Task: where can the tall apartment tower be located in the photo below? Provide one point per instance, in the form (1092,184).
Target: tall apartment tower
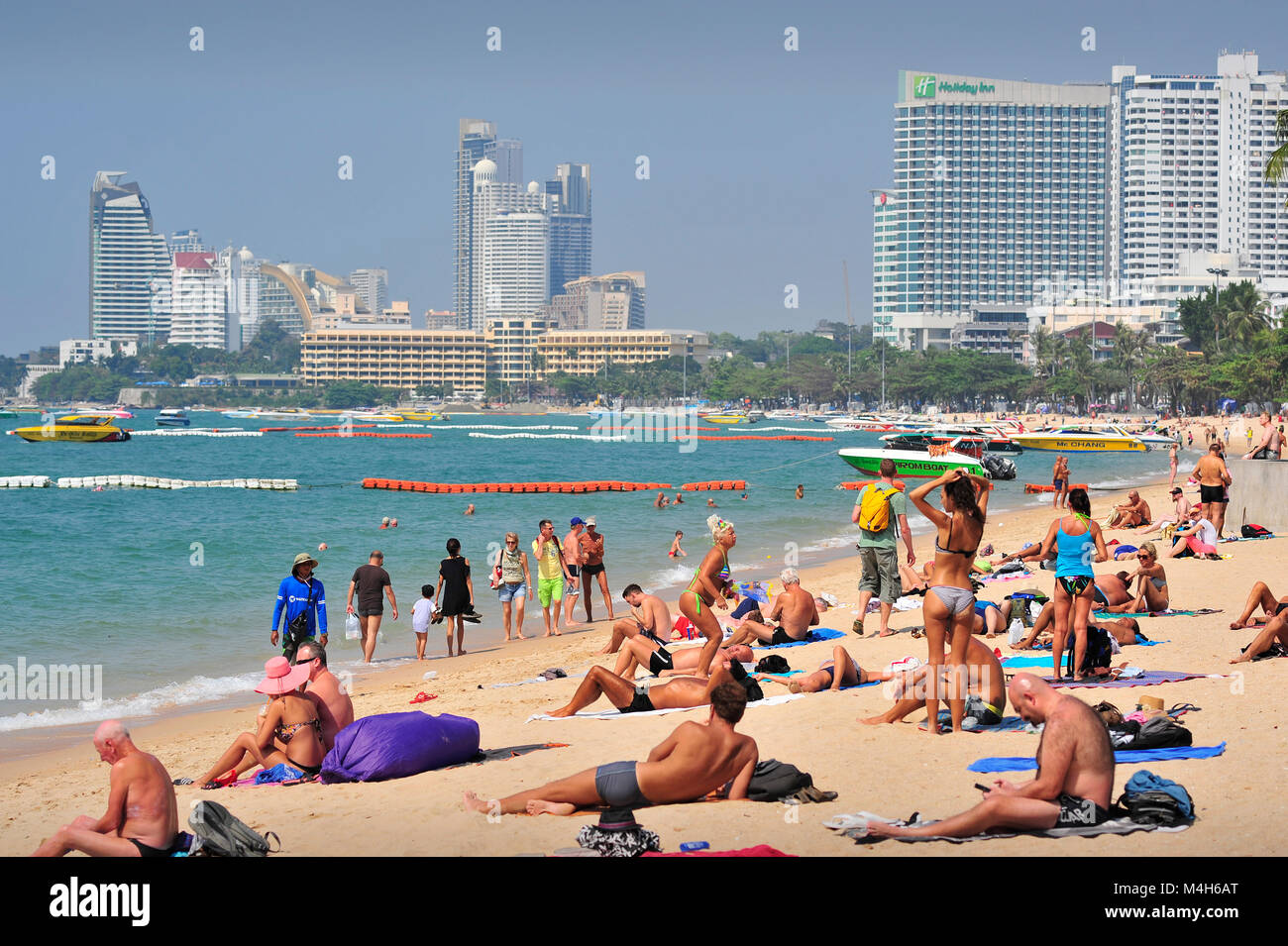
(570,224)
(129,264)
(373,286)
(473,142)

_ _ _ _ _

● **REQUIRED WORK**
Express the lines above as a JSON list of strings with one string per line, leaving out blank lines and omitting the pictures.

● **SOLUTION FOR THIS EXERCISE**
[
  "Task: where can the tall apartment tower be located in the photo below? Provide one point per instance, in the form (1092,184).",
  "Target: tall apartment tower",
  "(570,224)",
  "(129,264)",
  "(373,286)",
  "(473,142)"
]